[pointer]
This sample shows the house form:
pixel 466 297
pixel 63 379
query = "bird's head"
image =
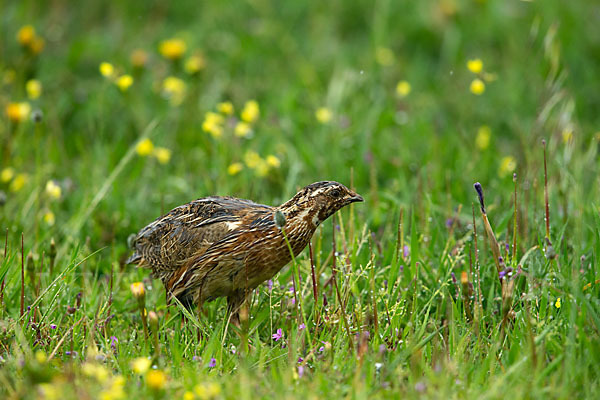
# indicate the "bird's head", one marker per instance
pixel 319 200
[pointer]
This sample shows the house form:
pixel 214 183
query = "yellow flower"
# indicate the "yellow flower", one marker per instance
pixel 144 147
pixel 507 166
pixel 188 395
pixel 235 168
pixel 172 49
pixel 213 124
pixel 567 134
pixel 49 218
pixel 273 161
pixel 251 111
pixel 242 129
pixel 194 64
pixel 124 82
pixel 252 159
pixel 162 154
pixel 156 379
pixel 18 112
pixel 138 58
pixel 482 141
pixel 26 35
pixel 403 88
pixel 106 69
pixel 384 56
pixel 262 168
pixel 33 88
pixel 7 174
pixel 475 65
pixel 53 190
pixel 137 288
pixel 323 115
pixel 477 87
pixel 225 108
pixel 18 182
pixel 140 365
pixel 174 89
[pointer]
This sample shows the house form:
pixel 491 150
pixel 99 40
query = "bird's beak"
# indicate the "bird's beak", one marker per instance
pixel 356 198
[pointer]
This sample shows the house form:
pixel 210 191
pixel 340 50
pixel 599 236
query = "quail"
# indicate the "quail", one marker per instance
pixel 225 247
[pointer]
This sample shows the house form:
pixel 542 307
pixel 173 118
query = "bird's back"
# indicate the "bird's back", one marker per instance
pixel 188 231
+--
▶ Activity
Would you write out each record above exactly, with no images?

▶ Output for this task
[pointer]
This sample shows the house form:
pixel 466 297
pixel 63 379
query = "bird's head"
image =
# indicate the "bird's head", one marker per instance
pixel 319 200
[pointer]
This sample shows the house form:
pixel 214 183
query = "yellow flower"
# indicate the "yellow flower", one marker per instance
pixel 144 147
pixel 507 166
pixel 188 395
pixel 235 168
pixel 172 49
pixel 213 124
pixel 567 134
pixel 49 218
pixel 273 161
pixel 251 111
pixel 242 129
pixel 194 64
pixel 124 82
pixel 252 159
pixel 162 154
pixel 156 379
pixel 18 112
pixel 138 58
pixel 482 141
pixel 26 35
pixel 403 88
pixel 106 69
pixel 384 56
pixel 262 168
pixel 33 88
pixel 7 174
pixel 475 65
pixel 53 190
pixel 137 288
pixel 323 115
pixel 477 87
pixel 225 108
pixel 18 182
pixel 140 365
pixel 174 89
[pointer]
This sample shows the house form:
pixel 491 150
pixel 99 40
query = "bird's beak"
# indicate the "bird's beak", one marker per instance
pixel 356 198
[pointer]
This sample shows the house form:
pixel 210 191
pixel 340 50
pixel 599 236
query = "quail"
# indicate the "quail", one marker per instance
pixel 225 247
[pointer]
This sample shows the house form:
pixel 542 307
pixel 173 118
query = "bird's back"
# indicate the "bird's back", one marker per instance
pixel 188 231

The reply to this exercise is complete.